◆ **SHORT TASK**
Copy out the whole Donist World comics post below, word for word.

◆ **PASSAGE SHOWN**
_ _ _ _ _ _ _
Friday, June 8, 2012

Friday Slice of Heaven, Slice Into the Woods 6/8/2012

(Sung to the tune of Human League's "Don't You Want Me?")

You'd been workin' for the Rot doing gross-ass stuff, wow
When Alec met you
He took you on, you beat him up, you tweaked with his mind
Now he's changed to someone new
Arcane's a big dummy, wants to bring the world to its knees
It's not just the Green out to get you
Did you forget? Animal Man's out to hand you your butt
Green/Red'll beat you black and blue

Don't, don't you trust me?
You know you want to read it
Good comics? Donist makes it easy

Don't, don't you trust me?
You know you want to read it 
Good comics? Donist makes it easy

They're not that hard to find
Take it easy on your mind
You want another, buy Sweet Tooth, you won't be sorry

Buy good comics, baby?
Buy good comics, ohhhhhhhhhhh

Ohhhhmmmmm. Ting. Ohhhhmmmmm. Ting. Ohhhhmmmmm-Badabing. Ting. 
Hello there Donist World readers, I'm here with my friends' Boston terrier, Obie, who is also the Donist World CFO--despite what the shareholders say regarding those pesky alleged embezzlement charges. Seriously, it was just a short-term loan so he could buy some high-end kibble while waiting for a sure thing to come in. Anyways, we are here at the Donist World corporate offices and are wearing our heavy robes--they're actually hooded towels, but those work in a pinch--listening to some Enigma and burning sage while we pour over this week's heavenly comics in search of enlightenment and divine something or other. We're serious about finding good comics and if there's something we're overlooking let us know.
_ _ _ _ _ _ _
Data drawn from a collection
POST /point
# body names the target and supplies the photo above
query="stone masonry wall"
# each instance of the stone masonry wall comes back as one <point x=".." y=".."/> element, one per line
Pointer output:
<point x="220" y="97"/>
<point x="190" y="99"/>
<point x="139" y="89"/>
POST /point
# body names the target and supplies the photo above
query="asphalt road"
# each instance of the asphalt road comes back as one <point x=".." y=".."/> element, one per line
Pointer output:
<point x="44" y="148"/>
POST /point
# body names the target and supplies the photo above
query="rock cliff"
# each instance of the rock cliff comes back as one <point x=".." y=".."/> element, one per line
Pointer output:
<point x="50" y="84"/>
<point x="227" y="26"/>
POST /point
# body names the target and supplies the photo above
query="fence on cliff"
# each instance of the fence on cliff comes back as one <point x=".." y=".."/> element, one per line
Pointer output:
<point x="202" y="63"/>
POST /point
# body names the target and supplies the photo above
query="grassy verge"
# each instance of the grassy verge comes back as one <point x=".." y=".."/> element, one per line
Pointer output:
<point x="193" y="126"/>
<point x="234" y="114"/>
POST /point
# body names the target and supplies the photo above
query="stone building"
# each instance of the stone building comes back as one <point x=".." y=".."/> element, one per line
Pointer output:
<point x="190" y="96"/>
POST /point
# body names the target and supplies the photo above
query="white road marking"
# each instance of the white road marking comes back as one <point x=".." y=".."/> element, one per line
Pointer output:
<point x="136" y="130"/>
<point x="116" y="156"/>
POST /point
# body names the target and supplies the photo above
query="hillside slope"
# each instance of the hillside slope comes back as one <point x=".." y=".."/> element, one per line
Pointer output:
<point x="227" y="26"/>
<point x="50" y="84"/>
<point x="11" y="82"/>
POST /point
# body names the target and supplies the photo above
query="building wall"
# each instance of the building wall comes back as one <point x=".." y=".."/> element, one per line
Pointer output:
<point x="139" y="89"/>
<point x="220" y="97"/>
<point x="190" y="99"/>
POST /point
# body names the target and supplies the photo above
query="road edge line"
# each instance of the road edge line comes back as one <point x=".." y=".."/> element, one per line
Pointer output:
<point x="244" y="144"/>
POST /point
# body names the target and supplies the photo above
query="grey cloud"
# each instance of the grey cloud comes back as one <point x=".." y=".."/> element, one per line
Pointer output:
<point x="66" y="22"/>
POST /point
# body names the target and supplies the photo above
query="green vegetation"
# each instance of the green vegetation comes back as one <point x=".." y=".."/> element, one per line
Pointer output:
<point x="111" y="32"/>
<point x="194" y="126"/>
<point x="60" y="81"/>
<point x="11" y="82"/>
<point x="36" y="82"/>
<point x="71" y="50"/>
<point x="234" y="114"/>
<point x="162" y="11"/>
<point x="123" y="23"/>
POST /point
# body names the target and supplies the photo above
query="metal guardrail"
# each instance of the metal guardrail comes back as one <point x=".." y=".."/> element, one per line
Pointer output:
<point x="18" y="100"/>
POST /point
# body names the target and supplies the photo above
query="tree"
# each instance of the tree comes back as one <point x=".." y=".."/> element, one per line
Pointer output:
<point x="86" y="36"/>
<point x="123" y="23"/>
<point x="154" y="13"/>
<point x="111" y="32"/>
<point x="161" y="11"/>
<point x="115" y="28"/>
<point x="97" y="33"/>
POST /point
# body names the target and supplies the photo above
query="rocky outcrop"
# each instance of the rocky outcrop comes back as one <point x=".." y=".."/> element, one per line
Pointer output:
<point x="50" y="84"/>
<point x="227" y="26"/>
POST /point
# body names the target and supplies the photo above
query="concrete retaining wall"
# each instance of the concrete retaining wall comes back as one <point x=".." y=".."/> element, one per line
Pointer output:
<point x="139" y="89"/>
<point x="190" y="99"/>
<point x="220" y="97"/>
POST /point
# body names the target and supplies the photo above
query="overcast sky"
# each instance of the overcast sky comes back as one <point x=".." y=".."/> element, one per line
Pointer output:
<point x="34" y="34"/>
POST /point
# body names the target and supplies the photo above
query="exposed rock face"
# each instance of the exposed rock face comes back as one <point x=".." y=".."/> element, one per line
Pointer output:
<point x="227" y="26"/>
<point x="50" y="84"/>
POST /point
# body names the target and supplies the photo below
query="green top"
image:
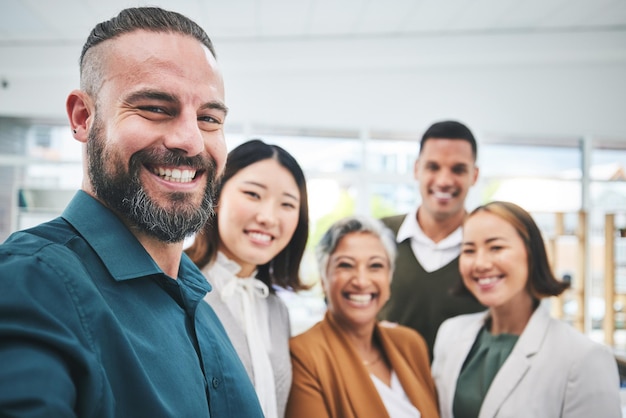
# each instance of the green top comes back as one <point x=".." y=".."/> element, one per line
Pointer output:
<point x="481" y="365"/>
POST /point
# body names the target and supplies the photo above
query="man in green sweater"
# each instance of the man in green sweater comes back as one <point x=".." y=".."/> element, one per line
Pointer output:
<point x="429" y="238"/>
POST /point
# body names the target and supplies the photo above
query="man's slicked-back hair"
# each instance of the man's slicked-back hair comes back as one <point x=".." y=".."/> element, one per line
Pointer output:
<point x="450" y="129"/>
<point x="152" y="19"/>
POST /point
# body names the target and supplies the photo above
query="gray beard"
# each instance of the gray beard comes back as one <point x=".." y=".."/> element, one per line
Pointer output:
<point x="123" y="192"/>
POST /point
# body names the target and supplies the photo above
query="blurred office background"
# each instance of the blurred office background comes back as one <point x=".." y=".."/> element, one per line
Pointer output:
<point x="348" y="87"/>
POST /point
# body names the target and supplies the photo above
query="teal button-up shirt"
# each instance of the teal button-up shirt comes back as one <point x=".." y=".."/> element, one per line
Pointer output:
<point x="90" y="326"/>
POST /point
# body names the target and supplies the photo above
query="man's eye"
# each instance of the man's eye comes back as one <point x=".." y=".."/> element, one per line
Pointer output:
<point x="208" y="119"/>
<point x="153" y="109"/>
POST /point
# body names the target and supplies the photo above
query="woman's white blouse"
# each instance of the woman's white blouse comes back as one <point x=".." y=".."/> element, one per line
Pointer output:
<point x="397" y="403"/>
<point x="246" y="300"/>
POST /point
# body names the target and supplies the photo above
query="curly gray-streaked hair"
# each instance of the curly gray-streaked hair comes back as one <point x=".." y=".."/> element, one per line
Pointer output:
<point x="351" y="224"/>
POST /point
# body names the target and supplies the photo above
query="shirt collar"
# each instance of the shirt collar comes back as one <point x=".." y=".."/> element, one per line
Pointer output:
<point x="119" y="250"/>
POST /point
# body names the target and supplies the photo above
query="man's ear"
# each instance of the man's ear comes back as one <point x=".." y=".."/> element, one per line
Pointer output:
_ _ _ _ _ _ _
◆ **ANSWER IN FULL**
Friday, June 8, 2012

Friday Slice of Heaven, Slice Into the Woods 6/8/2012

(Sung to the tune of Human League's "Don't You Want Me?")

You'd been workin' for the Rot doing gross-ass stuff, wow
When Alec met you
He took you on, you beat him up, you tweaked with his mind
Now he's changed to someone new
Arcane's a big dummy, wants to bring the world to its knees
It's not just the Green out to get you
Did you forget? Animal Man's out to hand you your butt
Green/Red'll beat you black and blue

Don't, don't you trust me?
You know you want to read it
Good comics? Donist makes it easy

Don't, don't you trust me?
You know you want to read it 
Good comics? Donist makes it easy

They're not that hard to find
Take it easy on your mind
You want another, buy Sweet Tooth, you won't be sorry

Buy good comics, baby?
Buy good comics, ohhhhhhhhhhh

Ohhhhmmmmm. Ting. Ohhhhmmmmm. Ting. Ohhhhmmmmm-Badabing. Ting. 
Hello there Donist World readers, I'm here with my friends' Boston terrier, Obie, who is also the Donist World CFO--despite what the shareholders say regarding those pesky alleged embezzlement charges. Seriously, it was just a short-term loan so he could buy some high-end kibble while waiting for a sure thing to come in. Anyways, we are here at the Donist World corporate offices and are wearing our heavy robes--they're actually hooded towels, but those work in a pinch--listening to some Enigma and burning sage while we pour over this week's heavenly comics in search of enlightenment and divine something or other. We're serious about finding good comics and if there's something we're overlooking let us know.